- Data provided -
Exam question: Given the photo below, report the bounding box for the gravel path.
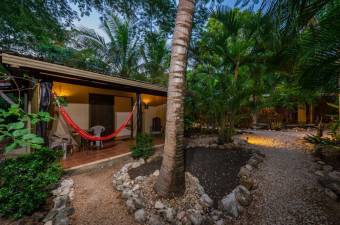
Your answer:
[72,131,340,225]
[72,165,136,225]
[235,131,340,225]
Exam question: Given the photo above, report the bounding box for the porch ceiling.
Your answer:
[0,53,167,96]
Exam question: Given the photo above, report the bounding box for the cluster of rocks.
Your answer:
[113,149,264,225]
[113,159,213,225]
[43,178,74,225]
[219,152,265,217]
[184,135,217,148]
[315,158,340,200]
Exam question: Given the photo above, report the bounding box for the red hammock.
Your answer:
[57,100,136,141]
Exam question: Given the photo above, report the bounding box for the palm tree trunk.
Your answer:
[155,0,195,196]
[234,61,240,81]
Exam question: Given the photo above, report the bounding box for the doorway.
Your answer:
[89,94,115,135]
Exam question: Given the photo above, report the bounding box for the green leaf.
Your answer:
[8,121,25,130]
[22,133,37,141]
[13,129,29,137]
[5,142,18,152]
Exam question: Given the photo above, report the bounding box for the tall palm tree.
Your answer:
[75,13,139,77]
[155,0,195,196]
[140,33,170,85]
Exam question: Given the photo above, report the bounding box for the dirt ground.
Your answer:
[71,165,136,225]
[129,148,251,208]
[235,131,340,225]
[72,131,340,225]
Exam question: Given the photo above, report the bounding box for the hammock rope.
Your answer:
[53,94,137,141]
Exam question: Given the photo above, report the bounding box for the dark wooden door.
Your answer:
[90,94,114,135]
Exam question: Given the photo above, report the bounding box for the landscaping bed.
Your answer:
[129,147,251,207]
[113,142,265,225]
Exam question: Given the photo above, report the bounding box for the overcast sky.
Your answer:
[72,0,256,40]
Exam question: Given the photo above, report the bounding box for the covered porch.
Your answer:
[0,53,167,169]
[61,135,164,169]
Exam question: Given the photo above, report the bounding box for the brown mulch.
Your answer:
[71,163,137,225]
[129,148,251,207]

==

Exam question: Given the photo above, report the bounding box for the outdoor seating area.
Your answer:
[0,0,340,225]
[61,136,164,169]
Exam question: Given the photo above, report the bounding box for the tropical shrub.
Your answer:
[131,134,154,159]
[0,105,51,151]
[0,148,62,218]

--

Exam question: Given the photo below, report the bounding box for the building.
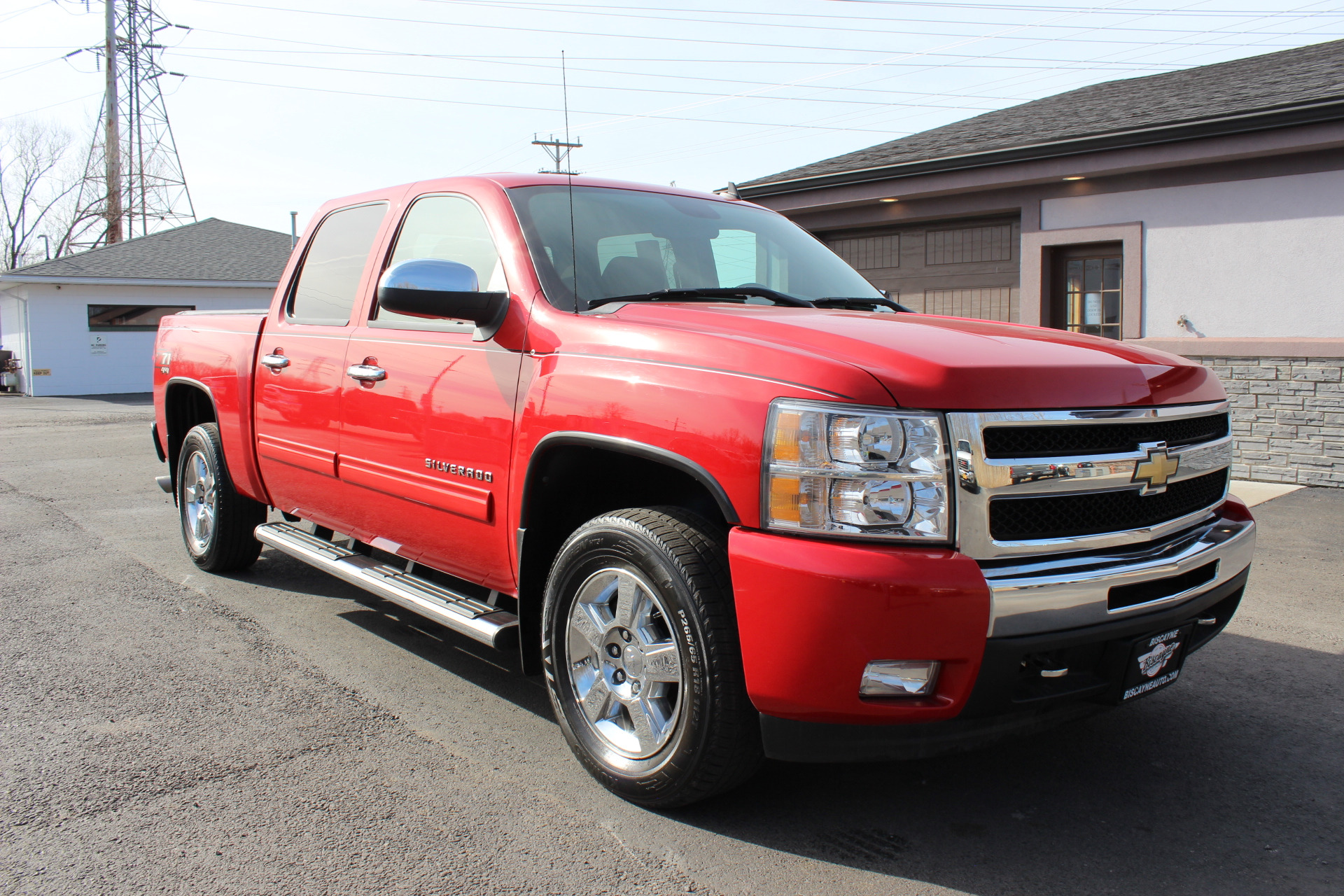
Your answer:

- Work required -
State how many lines of the data above contain the word "hammock". Reply with the number alone.

- Task response -
2